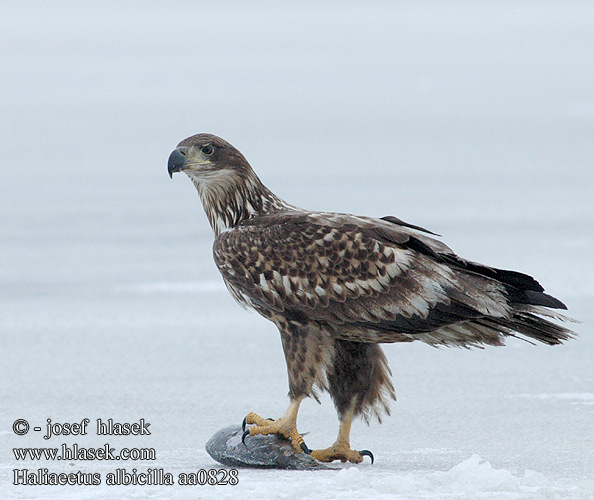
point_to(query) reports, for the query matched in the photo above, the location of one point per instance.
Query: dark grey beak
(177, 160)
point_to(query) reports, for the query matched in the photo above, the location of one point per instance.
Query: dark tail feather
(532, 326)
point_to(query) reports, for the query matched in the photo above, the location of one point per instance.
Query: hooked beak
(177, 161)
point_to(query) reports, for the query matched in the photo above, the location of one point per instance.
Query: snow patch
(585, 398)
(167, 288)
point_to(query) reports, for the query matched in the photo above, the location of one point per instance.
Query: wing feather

-*-*-

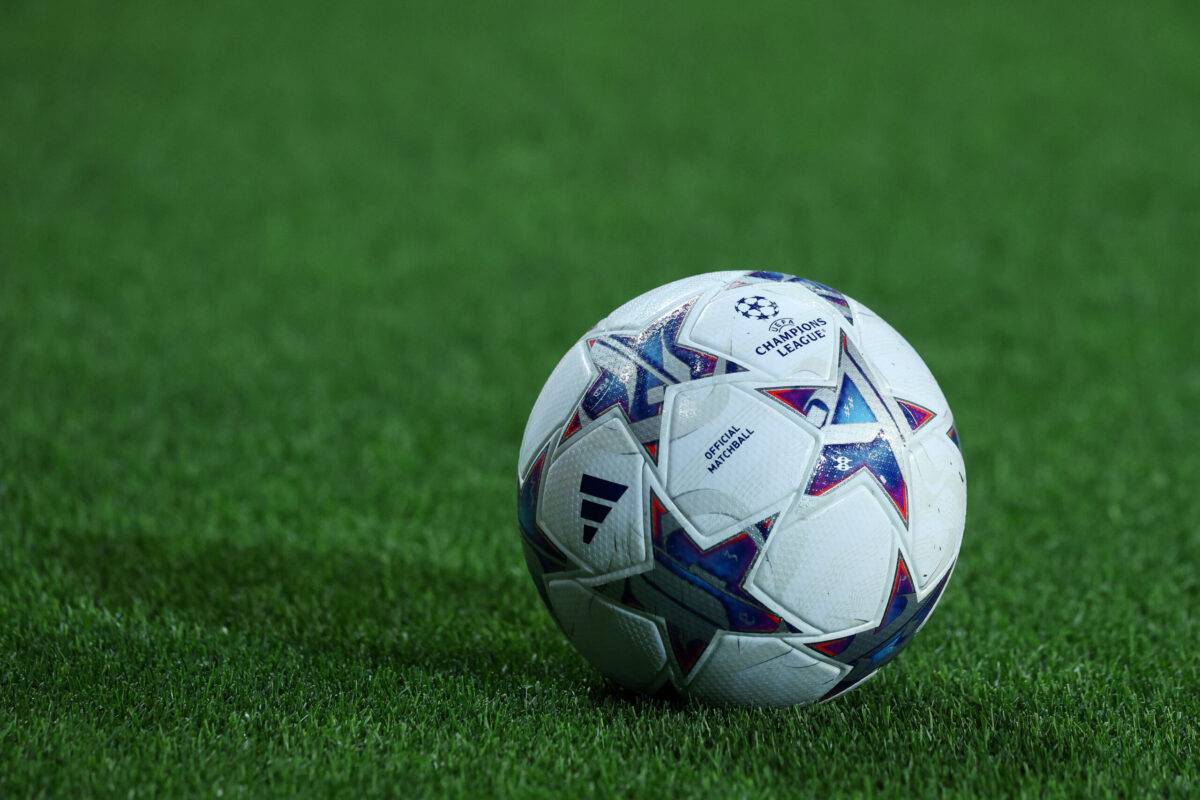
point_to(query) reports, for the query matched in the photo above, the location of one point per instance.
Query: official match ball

-*-*-

• _What the exercise asks_
From the material above, retype precisely the lines between the line holding "Query: dark grey beak" and the line holding "Query: wing feather", inclusive, and nothing beyond them.

• _Result_
Query: dark grey beak
(177, 160)
point_to(query) reports, for the query matched in the photo above, the location of one point per instance.
Query: dark tail feather
(532, 326)
point_to(query) reports, for the query matched in the photo above, the location of one point per instance.
Query: hooked beak
(177, 161)
point_to(query) reports, for the query matched in the photo above, the location of one point per instance.
Query: snow patch
(585, 398)
(167, 288)
point_to(query) reports, for the query matched in the photo above, the location of one point per instance.
Query: wing feather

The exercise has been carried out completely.